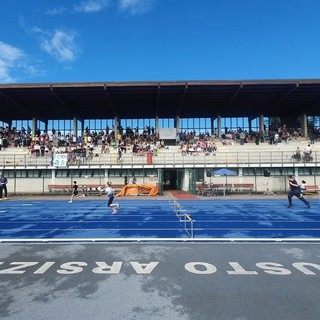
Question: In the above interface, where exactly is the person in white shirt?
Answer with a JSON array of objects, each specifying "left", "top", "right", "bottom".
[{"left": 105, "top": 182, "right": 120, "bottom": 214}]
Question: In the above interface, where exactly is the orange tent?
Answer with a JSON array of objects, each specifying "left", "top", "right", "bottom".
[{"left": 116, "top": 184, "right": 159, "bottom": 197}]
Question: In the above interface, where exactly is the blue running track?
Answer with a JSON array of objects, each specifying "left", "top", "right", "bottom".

****

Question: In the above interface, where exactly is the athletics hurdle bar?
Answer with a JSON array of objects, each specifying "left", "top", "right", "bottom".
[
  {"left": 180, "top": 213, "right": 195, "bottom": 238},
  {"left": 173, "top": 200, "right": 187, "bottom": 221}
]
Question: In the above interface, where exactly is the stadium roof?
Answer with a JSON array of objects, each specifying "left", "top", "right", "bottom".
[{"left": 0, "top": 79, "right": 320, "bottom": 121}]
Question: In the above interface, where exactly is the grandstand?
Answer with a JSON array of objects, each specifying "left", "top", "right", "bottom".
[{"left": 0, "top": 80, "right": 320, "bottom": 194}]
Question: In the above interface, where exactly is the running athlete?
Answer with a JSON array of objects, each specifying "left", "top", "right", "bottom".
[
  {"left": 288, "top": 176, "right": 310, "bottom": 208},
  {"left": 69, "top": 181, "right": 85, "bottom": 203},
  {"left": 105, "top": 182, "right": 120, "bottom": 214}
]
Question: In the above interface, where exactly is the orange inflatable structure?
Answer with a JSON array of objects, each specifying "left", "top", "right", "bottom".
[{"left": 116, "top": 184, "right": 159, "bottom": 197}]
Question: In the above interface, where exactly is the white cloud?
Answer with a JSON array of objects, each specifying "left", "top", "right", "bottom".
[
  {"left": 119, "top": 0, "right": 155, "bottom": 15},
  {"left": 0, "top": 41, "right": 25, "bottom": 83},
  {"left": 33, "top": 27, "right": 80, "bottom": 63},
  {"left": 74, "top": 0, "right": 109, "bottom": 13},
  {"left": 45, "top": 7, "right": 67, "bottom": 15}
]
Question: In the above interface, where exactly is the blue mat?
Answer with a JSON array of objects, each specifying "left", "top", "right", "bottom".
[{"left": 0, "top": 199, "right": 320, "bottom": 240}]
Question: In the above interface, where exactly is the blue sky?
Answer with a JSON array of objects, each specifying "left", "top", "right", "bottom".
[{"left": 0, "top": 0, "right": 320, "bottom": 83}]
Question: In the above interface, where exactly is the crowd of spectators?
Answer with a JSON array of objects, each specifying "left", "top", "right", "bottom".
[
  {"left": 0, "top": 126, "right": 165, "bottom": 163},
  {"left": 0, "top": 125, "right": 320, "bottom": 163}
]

****

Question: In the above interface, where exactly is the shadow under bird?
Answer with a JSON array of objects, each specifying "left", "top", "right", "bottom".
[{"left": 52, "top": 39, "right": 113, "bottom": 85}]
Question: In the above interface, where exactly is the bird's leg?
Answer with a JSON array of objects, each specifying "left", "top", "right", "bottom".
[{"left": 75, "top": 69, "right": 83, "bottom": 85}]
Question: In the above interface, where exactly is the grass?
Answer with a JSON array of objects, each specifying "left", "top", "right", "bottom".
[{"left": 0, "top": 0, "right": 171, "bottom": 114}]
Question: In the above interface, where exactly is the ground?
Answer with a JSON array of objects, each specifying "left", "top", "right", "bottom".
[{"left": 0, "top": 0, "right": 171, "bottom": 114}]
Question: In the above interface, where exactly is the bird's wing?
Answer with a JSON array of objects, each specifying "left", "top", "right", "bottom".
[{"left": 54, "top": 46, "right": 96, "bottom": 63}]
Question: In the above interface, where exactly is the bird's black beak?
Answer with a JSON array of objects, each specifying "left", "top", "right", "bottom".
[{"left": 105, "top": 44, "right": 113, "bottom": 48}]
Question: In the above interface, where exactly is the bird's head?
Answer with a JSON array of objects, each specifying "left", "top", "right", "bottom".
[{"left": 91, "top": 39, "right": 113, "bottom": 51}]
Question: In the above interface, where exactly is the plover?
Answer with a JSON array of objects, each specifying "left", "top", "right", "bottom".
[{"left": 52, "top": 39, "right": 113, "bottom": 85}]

****

Exercise brief
How many lines in the records above contain the string "running"? Case counts. Reply with the number only.

Task solution
2